__Stated exercise__. Return every line of the data below unchanged and in the same order.

__Material__.
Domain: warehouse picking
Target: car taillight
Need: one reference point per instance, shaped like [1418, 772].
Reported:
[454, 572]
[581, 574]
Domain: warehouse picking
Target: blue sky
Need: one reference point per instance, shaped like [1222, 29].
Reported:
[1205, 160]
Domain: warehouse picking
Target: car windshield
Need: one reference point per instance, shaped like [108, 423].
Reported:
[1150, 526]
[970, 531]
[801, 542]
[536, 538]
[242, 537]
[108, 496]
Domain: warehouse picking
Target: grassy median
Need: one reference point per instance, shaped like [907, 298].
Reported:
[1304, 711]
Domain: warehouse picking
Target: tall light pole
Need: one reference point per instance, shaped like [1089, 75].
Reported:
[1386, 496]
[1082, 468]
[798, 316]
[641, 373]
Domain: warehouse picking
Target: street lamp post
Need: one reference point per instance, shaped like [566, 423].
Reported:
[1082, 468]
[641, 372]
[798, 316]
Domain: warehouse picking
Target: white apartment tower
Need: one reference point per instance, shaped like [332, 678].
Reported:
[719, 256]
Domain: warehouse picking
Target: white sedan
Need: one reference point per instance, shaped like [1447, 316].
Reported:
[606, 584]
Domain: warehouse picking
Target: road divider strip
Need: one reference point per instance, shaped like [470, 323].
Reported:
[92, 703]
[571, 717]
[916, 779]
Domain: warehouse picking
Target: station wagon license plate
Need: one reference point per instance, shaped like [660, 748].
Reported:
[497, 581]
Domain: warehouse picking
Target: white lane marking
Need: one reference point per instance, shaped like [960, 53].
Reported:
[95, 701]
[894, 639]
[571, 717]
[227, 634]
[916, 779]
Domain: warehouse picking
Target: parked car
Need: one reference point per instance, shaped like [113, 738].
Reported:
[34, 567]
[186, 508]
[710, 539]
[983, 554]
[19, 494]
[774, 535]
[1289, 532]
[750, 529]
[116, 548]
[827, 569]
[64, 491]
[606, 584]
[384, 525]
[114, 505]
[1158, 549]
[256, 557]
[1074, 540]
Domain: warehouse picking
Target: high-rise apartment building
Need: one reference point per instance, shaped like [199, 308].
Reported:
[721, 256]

__Response__.
Domain: warehouse picking
Target: car taillight
Need: one reference point per instance, shaped like [1418, 772].
Reported:
[454, 572]
[581, 574]
Domain: warehouse picking
Target: blue sky
Need: one reference point per instance, shaped like [1222, 29].
Reported:
[1205, 160]
Domain: warehouse picking
Target: car windshield
Need: one reference point per instance, shaped like [108, 423].
Reported:
[1150, 526]
[970, 531]
[801, 542]
[536, 538]
[242, 537]
[108, 496]
Domain: warehouse picking
Target: grassy median
Need: one reference point per instance, shaped like [907, 298].
Reported:
[1304, 711]
Domain: warehouse picking
Target: tall light pole
Need: one reference point per instance, shaped like [1089, 75].
Reported:
[1386, 496]
[1082, 468]
[798, 316]
[641, 373]
Domain: warehouse picking
Target: street lamp post
Need: one reference point per instance, shaped like [566, 423].
Reported:
[1082, 468]
[641, 372]
[798, 316]
Domain: warehouse picking
Target: white apartment tower
Need: one reference point per instance, shaped like [332, 678].
Reported:
[719, 256]
Domain: warehouse picking
Target: white sedan
Need: one reference point per instance, shaped like [1447, 316].
Reported:
[606, 584]
Domain: warehouse picking
Target: road divider strip
Need: one reference point per instance, shaped like [470, 323].
Reported:
[92, 703]
[571, 717]
[916, 779]
Domain: warehouse picking
Target: station wagon license plate
Need: one reference point per instance, shaped like [660, 748].
Reported:
[497, 581]
Domain: warehouse picking
Target: white lane marking
Need: one reference point per instance, shaped like [960, 53].
Reported:
[95, 701]
[894, 639]
[571, 717]
[227, 634]
[916, 779]
Domain: warehouse picking
Target: parked car
Need: one reference point per instance, shaped like [113, 738].
Reported:
[34, 567]
[186, 508]
[710, 539]
[983, 554]
[19, 494]
[774, 535]
[1289, 532]
[750, 529]
[116, 548]
[827, 569]
[64, 491]
[606, 584]
[384, 525]
[114, 505]
[1158, 549]
[256, 557]
[1074, 540]
Domain: warehouse picking
Target: high-rise apartment building
Need: one reference point per instance, shaped like [199, 308].
Reported:
[721, 256]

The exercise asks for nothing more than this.